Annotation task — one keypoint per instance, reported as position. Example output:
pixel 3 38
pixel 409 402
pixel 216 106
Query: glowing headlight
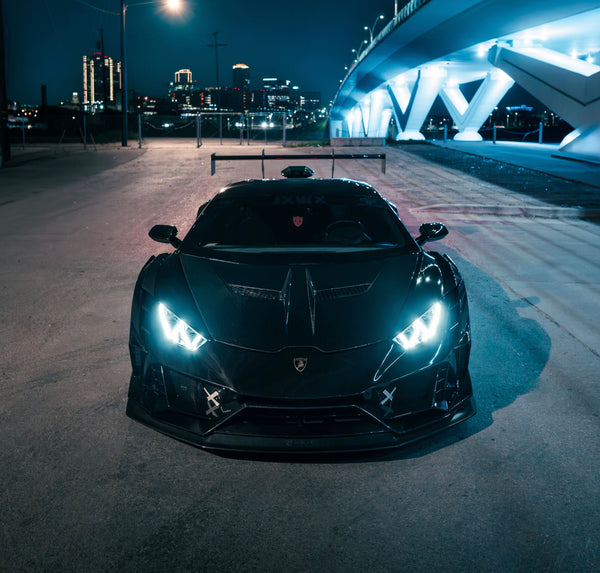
pixel 422 329
pixel 178 331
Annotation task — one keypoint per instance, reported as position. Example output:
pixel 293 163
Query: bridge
pixel 551 48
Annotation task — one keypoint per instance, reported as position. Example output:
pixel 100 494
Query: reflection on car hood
pixel 330 306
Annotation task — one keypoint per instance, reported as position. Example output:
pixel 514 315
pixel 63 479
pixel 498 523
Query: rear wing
pixel 332 156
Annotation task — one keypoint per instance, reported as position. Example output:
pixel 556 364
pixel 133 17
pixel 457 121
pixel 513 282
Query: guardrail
pixel 332 156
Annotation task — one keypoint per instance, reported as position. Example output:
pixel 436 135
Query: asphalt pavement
pixel 84 488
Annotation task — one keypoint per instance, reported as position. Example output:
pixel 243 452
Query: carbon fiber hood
pixel 331 306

What is needed
Nothing but the lines from the one that contains "pixel 133 17" to the end of the listing should be given again, each exactly as it appears.

Answer
pixel 133 17
pixel 457 121
pixel 513 282
Query: guardrail
pixel 332 156
Annotation task — one keypoint per instance, reported as position. Example output:
pixel 436 135
Query: asphalt pavement
pixel 84 488
Annotation task — one keypoint per instance, reported as position. Example output:
pixel 243 452
Query: carbon fiber hood
pixel 331 306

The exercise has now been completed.